#### WHAT THE TASK ASKS:
Leaving out every picture, quote the data below exactly as it appears.

#### RECORDED INFORMATION:

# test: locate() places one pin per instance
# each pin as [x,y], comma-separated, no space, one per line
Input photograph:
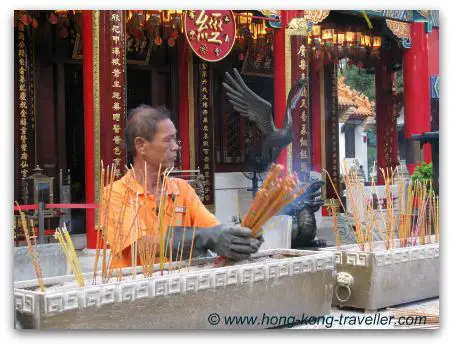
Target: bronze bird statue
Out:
[259,111]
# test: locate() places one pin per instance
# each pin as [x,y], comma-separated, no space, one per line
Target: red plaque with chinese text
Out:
[210,33]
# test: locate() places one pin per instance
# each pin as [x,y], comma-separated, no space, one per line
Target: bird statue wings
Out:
[259,111]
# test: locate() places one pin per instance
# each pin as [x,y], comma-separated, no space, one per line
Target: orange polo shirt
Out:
[184,208]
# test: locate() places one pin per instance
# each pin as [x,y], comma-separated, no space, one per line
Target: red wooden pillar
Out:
[88,116]
[386,128]
[416,89]
[183,52]
[279,74]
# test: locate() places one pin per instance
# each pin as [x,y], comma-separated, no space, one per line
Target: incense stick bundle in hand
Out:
[277,191]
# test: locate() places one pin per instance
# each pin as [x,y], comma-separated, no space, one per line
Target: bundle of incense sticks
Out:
[147,241]
[31,248]
[332,209]
[63,237]
[277,191]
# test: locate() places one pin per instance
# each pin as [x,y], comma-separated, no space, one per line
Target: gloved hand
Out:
[228,240]
[235,242]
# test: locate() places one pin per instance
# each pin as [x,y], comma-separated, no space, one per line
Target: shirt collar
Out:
[172,187]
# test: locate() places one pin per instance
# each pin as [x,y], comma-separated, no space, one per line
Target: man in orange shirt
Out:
[151,142]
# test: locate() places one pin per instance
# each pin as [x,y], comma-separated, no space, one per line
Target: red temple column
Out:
[88,116]
[416,91]
[279,73]
[386,128]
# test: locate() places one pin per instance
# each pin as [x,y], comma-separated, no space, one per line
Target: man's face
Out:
[163,147]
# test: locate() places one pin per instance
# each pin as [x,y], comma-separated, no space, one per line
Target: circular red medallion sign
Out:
[210,33]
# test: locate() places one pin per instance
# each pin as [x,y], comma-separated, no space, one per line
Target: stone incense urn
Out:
[273,286]
[381,278]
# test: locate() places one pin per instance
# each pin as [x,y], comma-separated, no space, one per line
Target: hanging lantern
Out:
[327,36]
[366,39]
[62,13]
[245,18]
[316,31]
[53,19]
[340,38]
[350,38]
[358,39]
[166,17]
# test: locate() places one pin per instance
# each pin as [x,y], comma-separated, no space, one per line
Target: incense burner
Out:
[275,285]
[381,278]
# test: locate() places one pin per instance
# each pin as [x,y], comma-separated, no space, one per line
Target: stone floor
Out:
[350,318]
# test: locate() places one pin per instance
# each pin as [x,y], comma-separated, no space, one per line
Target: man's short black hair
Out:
[142,122]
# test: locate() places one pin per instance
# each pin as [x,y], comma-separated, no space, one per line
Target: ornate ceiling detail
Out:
[315,16]
[399,29]
[298,24]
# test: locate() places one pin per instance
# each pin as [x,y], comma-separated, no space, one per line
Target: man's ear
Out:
[140,145]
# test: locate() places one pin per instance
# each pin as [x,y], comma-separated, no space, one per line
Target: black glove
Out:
[228,240]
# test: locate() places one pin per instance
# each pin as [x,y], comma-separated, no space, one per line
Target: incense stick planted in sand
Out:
[31,250]
[63,237]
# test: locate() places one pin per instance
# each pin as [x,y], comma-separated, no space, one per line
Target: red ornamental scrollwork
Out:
[210,33]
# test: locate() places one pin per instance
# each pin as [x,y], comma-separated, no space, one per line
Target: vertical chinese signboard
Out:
[205,133]
[331,129]
[112,88]
[211,35]
[24,102]
[301,153]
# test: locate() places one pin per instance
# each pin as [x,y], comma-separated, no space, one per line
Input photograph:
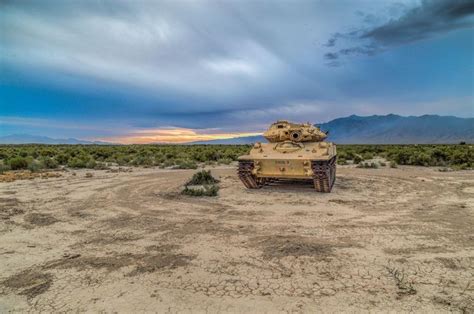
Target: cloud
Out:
[430,19]
[171,135]
[230,65]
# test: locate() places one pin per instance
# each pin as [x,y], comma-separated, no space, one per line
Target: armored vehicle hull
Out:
[290,158]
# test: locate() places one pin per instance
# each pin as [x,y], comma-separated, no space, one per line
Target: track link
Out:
[324,174]
[245,175]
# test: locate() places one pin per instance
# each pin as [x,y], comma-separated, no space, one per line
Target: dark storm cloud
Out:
[431,18]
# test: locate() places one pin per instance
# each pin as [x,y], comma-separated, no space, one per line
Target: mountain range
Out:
[376,129]
[33,139]
[387,129]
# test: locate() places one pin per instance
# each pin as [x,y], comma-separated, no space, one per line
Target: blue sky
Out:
[145,71]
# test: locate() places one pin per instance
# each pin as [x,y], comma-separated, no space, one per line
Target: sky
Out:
[143,71]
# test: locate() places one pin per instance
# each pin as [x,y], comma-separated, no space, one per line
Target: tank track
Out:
[247,177]
[324,174]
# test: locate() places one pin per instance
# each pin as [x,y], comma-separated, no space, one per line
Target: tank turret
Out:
[297,151]
[283,130]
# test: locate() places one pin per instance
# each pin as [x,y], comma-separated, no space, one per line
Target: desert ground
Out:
[384,239]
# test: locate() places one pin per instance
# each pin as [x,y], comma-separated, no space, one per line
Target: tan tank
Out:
[295,151]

#### RESULT OF THE TASK:
# test: locate() places one pin per instance
# each pin as [x,y], comma-separated, no space, one per line
Input photograph:
Target: bronze bird statue
Out:
[259,111]
# test: locate() places one pin per instance
# each pin as [x,y], comma-separated, no space, one per line
Target: red plaque with chinese text
Out:
[210,33]
# test: locate() places one pin per instance
# each pin as [x,y], comma-separated, no space, one per line
Target: bird statue wings
Out:
[259,111]
# test: locate() places one pin per instance
# each pin as [x,y], comma-separated, no space, one per line
Target: orange polo shirt
Out:
[184,208]
# test: locate() places one pin per instance
# each pin as [x,y], comma-separated, no space, one per line
Target: red wooden pillar
Out:
[88,116]
[386,128]
[416,89]
[183,52]
[279,74]
# test: locate() places one pin per instance
# each pin as [x,y], comma-separated, no space, one per line
Target: incense stick bundle in hand
Out:
[277,191]
# test: locate() places one pin per instance
# each pin as [x,y], comma-separated, no space, one per line
Target: bundle of incense sticks
Out:
[147,241]
[31,248]
[332,209]
[63,237]
[277,191]
# test: locate() places one pin per instance
# each pin as [x,y], comma-separated, no space, one per line
Target: gloved hand
Out:
[228,240]
[235,242]
# test: locate() places one pin per instance
# each pin as [x,y], comma-separated, no space, one per line
Target: shirt collar
Out:
[172,187]
# test: locate() places one pin per instance
# each pin as [x,y], comma-separated, no space, one per line
Target: man in orange shirt
Out:
[151,142]
# test: locate() places one pin per instance
# each pin as [x,y], comma-separated, no space, one per line
Target: red temple column
Out:
[88,116]
[416,91]
[279,73]
[386,128]
# test: locate() places one pin per instance
# each pin as [x,y], comma-separated, no space, one per line
Target: man's face
Out:
[163,147]
# test: locate() places one pin per instance
# each pin as [x,y], comma-separated, no space, one per line
Target: circular red medallion sign
Out:
[210,33]
# test: locate() places one pin per instance
# each pin as [x,y], comma-separated, no space, one per line
Target: stone incense urn
Out:
[273,286]
[381,278]
# test: locate() places one pin per instance
# each pin as [x,y], comma-separated, no space, one per line
Target: hanging lantern
Out:
[327,36]
[366,39]
[62,13]
[245,18]
[316,31]
[53,19]
[340,38]
[350,38]
[358,39]
[166,17]
# test: locate() places one pin per instance
# each pin as [x,y], comma-separated, no space, one per line
Target: incense burner
Out:
[275,285]
[381,278]
# test: locate() places one pin per instance
# each pin as [x,y], comma-separated, no space, one per line
Target: stone floor
Out:
[350,318]
# test: locate() places one pin per instance
# each pin as [x,y], comma-separated, no space, one per line
Target: man's short black hair
Out:
[142,122]
# test: locate() places one pin per instance
# each pin as [x,y], comma-separated, no space, one per line
Target: ornate ceiling detail
Out:
[315,16]
[399,29]
[298,24]
# test: locate() places one pin per instance
# each pin as [x,y], comma-separated, no space, one per line
Target: man's ear
Out:
[140,145]
# test: locate() places one pin per instance
# each pin as [x,y], comma-separated, no space, one per line
Target: black glove
Out:
[228,240]
# test: locate() places one pin per instance
# each pin as [x,y], comma-separated, no space, one per line
Target: incense stick planted in sand
Out:
[31,250]
[63,237]
# test: locate() places one pin per instance
# each pin as [x,y], comma-separated, no space, one per line
Target: red ornamental scrollwork
Out:
[210,33]
# test: locate() places one pin per instance
# each pin as [x,y], comma-separated, no space, one per line
Target: vertical chinese signboard
Out:
[205,133]
[331,129]
[112,88]
[211,35]
[24,102]
[301,153]
# test: locate() places one pin per instance
# each pin as [x,y], comma-separated, no space, one per line
Input photograph:
Target: cloud
Out:
[430,19]
[171,135]
[230,65]
# test: locate() places one pin per instance
# each pin as [x,y], comma-separated, no space, one per line
Target: armored vehicle hull
Out:
[290,158]
# test: locate() places one pin per instance
# each pin as [x,y], comma-separated, no space, one per line
Target: track link
Out:
[324,174]
[245,175]
# test: locate() places one pin per instance
# each pin as [x,y], comma-separated, no space, one per line
Target: dark storm cloud
Out:
[431,18]
# test: locate() places one pin per instance
# each pin as [x,y], comma-separated, no space, one per line
Target: mountain range
Out:
[376,129]
[33,139]
[387,129]
# test: locate() places one pin per instance
# each pin as [x,y], comma-separated, no space, one per line
Target: blue sky
Out:
[145,71]
# test: locate() places one pin per instance
# each pin as [x,y], comma-separated, no space, one per line
Target: sky
Out:
[143,71]
# test: locate() places one pin per instance
# each pin as [x,y], comma-separated, no space, one per line
Target: tank track
Out:
[247,177]
[324,174]
# test: locate() places one pin per instance
# each pin as [x,y], comma-separated, no space, one per line
Target: tank turret
Out:
[297,151]
[283,130]
# test: locate() places one pin per instance
# each pin as [x,y], comma-separated, no space, one per line
Target: desert ground
Out:
[384,239]
# test: locate() places one pin per instance
# each pin as [x,y], comma-separated, no space, one per line
Target: tan tank
Out:
[295,151]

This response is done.